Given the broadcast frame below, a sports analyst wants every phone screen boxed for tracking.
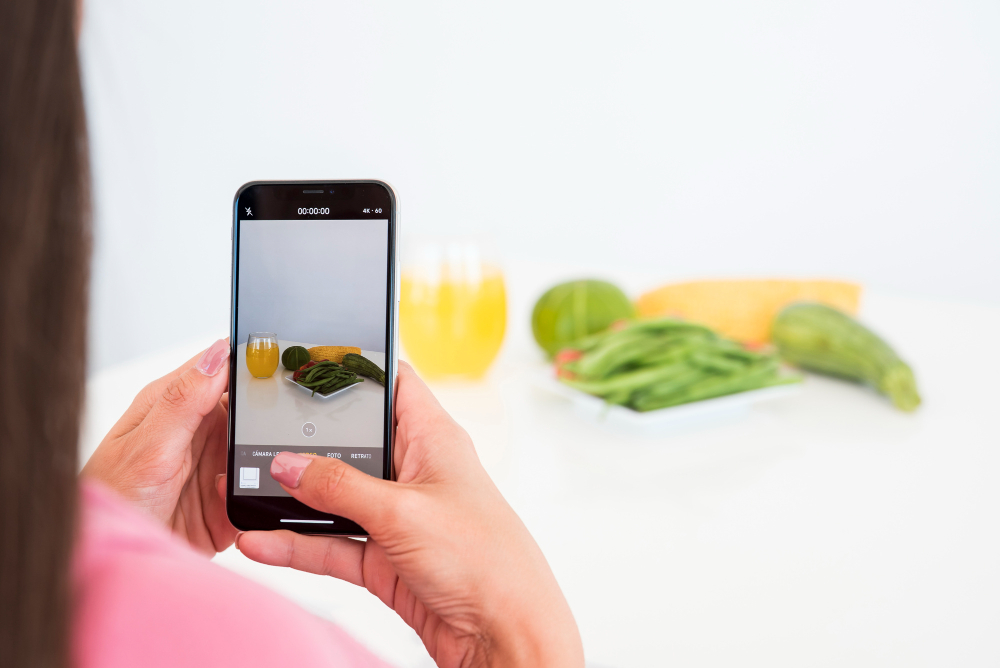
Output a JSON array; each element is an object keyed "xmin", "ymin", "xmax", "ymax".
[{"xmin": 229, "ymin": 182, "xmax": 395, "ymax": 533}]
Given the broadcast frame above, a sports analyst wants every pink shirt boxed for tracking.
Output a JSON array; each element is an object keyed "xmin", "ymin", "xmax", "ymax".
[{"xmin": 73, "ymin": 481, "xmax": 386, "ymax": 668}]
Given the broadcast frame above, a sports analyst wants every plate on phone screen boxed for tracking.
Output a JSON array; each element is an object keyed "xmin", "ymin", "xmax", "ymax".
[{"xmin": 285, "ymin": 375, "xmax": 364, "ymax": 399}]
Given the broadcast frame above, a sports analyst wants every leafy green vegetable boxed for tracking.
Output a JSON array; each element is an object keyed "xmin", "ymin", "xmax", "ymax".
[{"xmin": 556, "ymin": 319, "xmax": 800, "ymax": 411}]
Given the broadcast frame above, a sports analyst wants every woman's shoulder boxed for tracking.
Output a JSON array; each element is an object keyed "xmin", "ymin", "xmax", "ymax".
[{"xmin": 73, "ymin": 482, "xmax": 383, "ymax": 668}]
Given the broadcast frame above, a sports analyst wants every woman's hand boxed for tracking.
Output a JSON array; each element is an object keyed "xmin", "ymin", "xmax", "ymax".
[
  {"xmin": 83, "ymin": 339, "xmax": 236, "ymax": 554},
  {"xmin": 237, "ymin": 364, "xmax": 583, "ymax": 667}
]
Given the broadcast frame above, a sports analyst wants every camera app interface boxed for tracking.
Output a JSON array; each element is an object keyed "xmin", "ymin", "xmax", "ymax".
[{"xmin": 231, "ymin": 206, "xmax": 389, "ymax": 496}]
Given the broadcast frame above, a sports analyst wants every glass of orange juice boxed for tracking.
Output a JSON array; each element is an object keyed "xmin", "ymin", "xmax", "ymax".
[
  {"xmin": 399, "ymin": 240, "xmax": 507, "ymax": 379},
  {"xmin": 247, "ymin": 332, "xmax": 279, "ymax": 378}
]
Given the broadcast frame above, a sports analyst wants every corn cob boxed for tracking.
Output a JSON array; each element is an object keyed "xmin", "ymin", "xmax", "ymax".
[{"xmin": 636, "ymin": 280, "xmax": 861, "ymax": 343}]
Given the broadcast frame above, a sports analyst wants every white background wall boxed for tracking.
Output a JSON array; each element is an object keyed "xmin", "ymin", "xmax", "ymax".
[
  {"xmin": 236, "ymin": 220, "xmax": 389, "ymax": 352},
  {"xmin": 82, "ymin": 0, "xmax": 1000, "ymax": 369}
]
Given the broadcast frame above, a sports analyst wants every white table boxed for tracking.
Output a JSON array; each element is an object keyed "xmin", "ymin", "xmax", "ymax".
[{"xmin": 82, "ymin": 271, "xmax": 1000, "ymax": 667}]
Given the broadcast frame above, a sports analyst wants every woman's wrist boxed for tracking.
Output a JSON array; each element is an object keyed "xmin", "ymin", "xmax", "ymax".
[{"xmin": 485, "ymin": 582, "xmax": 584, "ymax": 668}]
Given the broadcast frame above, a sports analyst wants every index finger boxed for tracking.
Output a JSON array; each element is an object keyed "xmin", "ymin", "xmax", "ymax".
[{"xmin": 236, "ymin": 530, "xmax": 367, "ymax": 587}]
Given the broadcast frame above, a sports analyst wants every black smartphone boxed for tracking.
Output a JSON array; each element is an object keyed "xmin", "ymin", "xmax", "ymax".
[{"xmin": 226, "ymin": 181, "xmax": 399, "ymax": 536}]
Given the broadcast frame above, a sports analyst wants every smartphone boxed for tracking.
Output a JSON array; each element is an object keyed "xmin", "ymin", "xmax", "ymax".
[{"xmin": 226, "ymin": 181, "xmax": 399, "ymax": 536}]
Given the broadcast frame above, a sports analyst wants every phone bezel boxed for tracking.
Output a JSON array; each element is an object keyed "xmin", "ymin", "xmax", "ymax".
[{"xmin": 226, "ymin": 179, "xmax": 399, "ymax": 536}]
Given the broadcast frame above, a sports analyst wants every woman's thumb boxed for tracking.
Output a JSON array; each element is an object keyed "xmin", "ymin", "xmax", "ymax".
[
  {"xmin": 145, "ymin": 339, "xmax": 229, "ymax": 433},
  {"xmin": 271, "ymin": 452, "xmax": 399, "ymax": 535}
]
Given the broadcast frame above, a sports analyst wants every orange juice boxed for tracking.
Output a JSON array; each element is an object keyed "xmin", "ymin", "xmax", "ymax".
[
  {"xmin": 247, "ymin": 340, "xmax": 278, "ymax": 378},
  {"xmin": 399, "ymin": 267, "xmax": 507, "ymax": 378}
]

········

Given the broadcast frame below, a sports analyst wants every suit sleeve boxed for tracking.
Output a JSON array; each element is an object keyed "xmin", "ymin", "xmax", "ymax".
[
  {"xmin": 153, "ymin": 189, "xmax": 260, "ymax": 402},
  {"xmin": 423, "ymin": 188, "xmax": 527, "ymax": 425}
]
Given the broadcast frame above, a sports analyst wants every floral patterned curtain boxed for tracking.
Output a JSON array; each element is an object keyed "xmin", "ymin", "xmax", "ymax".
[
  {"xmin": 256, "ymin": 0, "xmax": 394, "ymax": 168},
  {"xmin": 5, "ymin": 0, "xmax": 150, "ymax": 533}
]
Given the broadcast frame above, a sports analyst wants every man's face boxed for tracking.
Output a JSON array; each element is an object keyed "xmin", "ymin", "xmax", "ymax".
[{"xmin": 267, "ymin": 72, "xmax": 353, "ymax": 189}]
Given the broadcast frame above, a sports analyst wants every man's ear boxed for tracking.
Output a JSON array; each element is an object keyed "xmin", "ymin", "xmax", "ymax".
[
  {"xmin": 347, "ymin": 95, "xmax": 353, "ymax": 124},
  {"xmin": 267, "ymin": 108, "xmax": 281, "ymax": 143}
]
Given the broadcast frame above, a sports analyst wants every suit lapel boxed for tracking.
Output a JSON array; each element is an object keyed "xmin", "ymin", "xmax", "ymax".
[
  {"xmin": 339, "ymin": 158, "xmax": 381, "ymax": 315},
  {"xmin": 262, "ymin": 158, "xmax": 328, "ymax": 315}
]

········

Stated task.
Collect every line of the entries above that contains the word "below".

Finished task.
Given the broadcast frame below, a sports analyst wants every phone screen boxed for tracking.
Given the broadcast frame below, a sports analyst wants every suit sleeve boxed for tracking.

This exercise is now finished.